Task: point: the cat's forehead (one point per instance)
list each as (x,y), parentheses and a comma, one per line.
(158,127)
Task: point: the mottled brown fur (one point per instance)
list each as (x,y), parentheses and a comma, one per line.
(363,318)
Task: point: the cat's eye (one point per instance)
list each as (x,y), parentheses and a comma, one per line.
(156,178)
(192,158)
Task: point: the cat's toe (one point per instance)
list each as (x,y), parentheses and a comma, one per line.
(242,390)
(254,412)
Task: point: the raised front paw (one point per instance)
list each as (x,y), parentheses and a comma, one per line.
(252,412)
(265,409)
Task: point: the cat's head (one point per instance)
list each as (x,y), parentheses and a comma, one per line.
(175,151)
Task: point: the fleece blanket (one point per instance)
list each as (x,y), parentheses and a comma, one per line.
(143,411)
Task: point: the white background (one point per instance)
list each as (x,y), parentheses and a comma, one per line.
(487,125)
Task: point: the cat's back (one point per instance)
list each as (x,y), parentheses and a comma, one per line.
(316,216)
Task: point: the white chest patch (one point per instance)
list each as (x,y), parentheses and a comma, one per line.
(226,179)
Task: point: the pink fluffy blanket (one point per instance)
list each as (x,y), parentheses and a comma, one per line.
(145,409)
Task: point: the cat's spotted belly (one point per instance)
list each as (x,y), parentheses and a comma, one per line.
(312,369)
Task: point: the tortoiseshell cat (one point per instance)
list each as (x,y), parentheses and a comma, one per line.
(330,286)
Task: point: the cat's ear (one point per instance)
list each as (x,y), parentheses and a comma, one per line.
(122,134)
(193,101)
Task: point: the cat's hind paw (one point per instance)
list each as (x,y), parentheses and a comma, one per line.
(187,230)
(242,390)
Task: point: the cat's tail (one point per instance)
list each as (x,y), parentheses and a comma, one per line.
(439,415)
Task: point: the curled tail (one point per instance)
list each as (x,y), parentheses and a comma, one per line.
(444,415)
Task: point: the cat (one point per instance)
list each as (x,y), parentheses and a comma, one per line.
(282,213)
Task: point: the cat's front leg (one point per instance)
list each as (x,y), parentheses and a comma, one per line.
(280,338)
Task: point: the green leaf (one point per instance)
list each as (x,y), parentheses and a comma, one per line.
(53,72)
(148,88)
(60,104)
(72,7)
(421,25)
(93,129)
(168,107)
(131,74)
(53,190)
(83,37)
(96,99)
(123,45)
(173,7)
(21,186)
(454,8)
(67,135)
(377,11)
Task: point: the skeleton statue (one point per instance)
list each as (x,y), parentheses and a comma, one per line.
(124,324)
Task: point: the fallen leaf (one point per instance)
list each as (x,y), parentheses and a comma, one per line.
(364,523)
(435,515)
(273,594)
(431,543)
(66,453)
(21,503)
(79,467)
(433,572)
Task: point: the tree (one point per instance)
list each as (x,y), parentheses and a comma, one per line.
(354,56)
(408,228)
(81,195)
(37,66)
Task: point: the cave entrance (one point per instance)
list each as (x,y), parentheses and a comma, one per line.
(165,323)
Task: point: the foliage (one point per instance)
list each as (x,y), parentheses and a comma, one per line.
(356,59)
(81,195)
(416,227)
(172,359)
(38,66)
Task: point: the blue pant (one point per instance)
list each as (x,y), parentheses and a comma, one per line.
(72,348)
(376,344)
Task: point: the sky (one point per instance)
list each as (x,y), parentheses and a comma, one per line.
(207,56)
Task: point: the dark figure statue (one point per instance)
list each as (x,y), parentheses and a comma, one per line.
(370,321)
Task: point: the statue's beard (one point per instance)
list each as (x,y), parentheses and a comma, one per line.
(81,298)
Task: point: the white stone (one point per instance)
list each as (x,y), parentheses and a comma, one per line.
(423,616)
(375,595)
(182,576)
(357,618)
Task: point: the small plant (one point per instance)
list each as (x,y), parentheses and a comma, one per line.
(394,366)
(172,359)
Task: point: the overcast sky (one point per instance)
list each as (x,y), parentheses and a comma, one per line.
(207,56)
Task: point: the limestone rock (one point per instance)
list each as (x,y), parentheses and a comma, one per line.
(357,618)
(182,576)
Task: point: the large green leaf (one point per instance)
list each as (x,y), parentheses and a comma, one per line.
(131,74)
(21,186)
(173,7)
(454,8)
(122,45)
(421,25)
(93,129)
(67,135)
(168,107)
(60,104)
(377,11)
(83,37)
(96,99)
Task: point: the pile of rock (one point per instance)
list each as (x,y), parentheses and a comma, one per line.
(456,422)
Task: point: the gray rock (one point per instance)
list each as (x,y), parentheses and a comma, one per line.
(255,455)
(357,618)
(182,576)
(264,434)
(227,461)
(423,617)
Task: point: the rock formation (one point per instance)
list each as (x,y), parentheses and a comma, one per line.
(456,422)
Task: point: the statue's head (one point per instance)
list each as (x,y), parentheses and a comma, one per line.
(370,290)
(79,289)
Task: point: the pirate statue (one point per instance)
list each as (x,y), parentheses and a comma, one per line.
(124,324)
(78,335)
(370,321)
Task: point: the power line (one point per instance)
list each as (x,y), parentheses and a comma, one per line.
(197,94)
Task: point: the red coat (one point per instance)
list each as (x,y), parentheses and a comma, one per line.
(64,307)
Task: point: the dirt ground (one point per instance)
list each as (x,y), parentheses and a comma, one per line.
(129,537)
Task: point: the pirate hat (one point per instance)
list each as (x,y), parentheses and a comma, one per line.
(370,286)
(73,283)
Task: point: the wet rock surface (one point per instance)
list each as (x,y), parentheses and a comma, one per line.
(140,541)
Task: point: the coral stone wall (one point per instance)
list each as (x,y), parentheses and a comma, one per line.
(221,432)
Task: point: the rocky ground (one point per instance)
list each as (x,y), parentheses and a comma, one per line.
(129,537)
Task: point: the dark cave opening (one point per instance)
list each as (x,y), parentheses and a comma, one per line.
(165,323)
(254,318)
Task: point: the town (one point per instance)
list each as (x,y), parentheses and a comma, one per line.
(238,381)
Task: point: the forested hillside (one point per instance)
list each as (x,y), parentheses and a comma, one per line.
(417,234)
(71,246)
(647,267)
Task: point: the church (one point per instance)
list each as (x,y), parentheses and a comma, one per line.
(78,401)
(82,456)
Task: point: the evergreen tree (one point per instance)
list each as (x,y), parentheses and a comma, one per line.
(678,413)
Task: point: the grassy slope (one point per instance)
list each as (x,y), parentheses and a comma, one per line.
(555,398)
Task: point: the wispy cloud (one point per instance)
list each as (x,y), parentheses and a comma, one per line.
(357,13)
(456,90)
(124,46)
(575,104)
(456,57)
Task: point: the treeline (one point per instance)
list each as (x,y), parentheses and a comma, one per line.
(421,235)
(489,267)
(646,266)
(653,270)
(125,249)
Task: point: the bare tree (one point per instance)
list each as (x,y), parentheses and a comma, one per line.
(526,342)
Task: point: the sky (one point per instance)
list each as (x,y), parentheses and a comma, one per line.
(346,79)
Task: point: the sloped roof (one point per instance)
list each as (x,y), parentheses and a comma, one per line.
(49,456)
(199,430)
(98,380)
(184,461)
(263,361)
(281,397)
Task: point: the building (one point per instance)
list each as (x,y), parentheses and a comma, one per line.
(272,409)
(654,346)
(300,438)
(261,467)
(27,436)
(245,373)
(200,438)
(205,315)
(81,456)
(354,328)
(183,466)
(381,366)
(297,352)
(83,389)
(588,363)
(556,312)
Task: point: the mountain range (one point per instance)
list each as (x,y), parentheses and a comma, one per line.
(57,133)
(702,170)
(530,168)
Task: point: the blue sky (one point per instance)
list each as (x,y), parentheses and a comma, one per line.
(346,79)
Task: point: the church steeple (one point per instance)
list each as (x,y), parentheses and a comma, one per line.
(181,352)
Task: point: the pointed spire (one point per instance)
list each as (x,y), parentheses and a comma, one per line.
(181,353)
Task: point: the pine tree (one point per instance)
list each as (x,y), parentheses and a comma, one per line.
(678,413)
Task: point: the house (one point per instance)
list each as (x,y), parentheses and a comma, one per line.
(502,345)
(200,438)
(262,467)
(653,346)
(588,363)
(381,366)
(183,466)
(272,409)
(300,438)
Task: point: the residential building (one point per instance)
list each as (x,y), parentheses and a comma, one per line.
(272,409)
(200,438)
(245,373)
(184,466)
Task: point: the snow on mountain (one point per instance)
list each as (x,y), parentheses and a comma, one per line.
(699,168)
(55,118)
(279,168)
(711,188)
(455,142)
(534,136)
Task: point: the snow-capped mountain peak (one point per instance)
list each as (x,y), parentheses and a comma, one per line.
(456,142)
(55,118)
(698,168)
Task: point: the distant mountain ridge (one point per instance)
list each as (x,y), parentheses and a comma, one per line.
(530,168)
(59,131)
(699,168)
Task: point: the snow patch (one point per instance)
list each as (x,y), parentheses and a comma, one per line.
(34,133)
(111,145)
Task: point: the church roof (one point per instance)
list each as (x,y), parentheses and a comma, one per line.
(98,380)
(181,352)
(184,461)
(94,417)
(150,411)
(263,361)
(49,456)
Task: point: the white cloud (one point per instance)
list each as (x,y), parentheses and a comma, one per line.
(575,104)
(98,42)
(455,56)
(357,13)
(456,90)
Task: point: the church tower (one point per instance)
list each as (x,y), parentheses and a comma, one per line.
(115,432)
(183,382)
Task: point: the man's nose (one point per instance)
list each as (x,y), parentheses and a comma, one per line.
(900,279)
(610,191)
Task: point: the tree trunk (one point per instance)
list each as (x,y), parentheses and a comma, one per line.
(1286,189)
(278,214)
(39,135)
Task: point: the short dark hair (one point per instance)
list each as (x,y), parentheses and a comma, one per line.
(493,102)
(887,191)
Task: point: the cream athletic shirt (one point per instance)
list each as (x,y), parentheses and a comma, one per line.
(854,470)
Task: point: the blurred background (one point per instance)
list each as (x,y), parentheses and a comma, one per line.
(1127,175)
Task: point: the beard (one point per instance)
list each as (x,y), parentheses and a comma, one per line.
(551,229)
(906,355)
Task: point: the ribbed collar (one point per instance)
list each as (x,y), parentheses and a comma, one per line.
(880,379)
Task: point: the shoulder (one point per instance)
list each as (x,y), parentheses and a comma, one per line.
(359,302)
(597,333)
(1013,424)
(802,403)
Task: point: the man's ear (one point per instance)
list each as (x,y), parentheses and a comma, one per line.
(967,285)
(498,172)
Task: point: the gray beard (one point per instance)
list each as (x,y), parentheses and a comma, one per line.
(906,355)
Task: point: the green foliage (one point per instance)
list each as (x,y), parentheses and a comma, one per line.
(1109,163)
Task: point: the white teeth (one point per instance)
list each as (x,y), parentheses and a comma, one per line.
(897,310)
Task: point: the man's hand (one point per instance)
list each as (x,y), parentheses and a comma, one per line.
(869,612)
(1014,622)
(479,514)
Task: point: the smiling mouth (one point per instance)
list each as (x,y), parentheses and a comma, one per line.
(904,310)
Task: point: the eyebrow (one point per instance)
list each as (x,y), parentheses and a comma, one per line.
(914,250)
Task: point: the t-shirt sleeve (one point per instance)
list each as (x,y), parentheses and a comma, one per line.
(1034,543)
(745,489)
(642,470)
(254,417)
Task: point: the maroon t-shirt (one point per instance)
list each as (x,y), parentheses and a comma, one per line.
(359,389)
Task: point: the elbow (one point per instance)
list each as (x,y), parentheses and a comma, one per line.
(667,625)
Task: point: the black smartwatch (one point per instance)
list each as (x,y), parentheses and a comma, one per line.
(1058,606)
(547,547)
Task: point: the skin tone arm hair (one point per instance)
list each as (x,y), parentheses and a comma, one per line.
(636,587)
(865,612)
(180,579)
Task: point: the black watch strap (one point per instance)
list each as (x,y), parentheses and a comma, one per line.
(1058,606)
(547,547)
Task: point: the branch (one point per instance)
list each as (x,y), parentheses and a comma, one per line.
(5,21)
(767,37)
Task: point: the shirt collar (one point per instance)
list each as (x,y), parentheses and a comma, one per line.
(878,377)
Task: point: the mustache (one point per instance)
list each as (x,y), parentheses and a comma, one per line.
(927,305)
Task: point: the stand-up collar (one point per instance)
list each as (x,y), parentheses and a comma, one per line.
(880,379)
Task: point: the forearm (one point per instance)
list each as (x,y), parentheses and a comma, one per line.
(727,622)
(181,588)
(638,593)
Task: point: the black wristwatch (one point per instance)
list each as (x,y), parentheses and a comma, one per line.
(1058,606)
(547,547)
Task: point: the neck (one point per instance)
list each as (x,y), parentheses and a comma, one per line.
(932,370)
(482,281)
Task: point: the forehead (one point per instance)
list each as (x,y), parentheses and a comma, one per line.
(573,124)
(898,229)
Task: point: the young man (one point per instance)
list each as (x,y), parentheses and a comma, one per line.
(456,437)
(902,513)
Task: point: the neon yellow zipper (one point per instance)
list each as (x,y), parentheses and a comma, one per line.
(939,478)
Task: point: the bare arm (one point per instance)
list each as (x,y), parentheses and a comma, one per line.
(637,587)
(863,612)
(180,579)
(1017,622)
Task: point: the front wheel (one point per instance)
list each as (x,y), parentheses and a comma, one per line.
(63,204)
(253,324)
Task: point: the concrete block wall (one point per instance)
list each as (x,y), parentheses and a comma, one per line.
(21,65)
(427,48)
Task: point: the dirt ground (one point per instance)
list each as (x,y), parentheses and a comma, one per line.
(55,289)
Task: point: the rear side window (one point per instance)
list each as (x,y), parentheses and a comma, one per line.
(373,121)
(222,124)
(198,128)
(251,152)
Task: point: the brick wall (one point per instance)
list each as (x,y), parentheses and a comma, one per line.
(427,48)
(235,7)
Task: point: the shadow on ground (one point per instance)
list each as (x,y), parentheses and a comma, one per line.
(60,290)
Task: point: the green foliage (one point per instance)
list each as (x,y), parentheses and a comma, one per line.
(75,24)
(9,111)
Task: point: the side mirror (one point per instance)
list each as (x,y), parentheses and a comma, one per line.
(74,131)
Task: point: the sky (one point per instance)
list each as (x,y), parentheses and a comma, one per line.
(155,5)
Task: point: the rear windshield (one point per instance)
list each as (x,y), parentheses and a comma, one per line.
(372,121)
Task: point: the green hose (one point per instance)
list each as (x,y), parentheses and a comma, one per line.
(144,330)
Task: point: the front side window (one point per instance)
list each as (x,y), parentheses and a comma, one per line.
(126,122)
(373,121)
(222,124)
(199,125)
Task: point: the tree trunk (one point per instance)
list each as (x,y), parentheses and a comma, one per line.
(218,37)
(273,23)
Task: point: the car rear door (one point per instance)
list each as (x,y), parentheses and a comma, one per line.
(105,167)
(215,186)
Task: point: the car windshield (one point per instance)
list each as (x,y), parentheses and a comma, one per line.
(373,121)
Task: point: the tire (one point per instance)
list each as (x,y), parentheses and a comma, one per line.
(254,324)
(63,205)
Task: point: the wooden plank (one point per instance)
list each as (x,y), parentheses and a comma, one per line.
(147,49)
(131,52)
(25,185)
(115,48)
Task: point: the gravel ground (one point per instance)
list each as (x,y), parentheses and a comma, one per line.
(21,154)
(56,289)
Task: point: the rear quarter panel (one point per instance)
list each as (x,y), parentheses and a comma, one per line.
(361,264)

=====

#### What is needed
Within the listing above, filter for lines holding the string "front" and copy each one.

#### Exercise response
Task: point: the raised front paw (one point per instance)
Task: point: the cat's front leg (one point per instance)
Task: point: the front wheel (one point per instance)
Task: point: the front side window (one point per instance)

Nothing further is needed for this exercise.